### Задание
Какое название фильма Кроненберга, согласно тексту ниже, точнее выражает его суть, чем прокатное?
::: Текст :::
Михаил Трофименков

Дэвид Кроненберг, отец кинематографического киберпанка, исследовал, казалось бы, все возможные варианты мутаций, извращений и наваждений. От человека, превратившегося в видеомагнитофон, до мягких пистолетов, стреляющих зубами ящериц из виртуального мира, и ритуалов секты поклонников автокатастроф. Но в "Оправданной жестокости" (A History of Violence, 2005, *****) вернулся к тому, с чего начинал, к простоте фильмов, снятых за три копейки, но пугающих почище любых спецэффектов. Эту простоту можно было бы назвать божественной, не будь она дьявольской.
       Оригинальное название "История насилия" гораздо точнее выражает суть фильма, чем прокатный вариант. Это именно история: линейная, без единого фантастического допущения, без технологической мистики, даже без флешбэков. Впрочем, Кроненберг снимает самые безобидные вещи (номер в мотеле или ночную закусочную) так, что от ужаса судорога сводит горло. Как он это делает, непонятно: странность кроется в ракурсе съемки или в том, что камера концентрируется на предмете, придавая ему пугающую значительность. Оригинальное название идеально еще и потому, что это именно история не героя, а именно что такого абстрактного понятия, как "насилие".
       Насилие катится по экрану, нарастает в безупречном и беспощадном ритме. Том, хозяин закусочной, не столько герой, сколько функция, производное от насилия. Сначала он кажется господином никто, клоном сотен тысяч таких же мелких провинциальных лавочников. Первые тревожные звоночки раздаются, пока зрители знакомятся с ним и его семьей. Так, ничего особенного: просто Том любит, несмотря на возраст, поиграть со своей женой в переодевание, да у сына что-то в школе не ладится. Но вообще-то провинция столь безмятежна, что насилие может ворваться в нее только со стороны: двое чужаков, одетых с гангстерским шиком отморозков, нападают на закусочную Тома, а он с неожиданной для обывателя сноровкой и яростью расправляется с ними. Городок гордится Томом, его портрет на первых полосах газет, но сам он в ужасе. Теперь "чужие" будут появляться все чаще и чаще, их придется снова и снова убивать, а они будут возвращаться в каком-то самоубийственном восторге и убеждать Тома, что он вовсе не тот, кем кажется, а пропавший наследник бандитской империи, имевший милую привычку выковыривать людям глаза колючей проволокой.
::: Исходные данные :::
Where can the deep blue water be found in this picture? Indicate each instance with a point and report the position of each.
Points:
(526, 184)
:::
### Ответ
Оригинальное название «История насилия» (A History of Violence).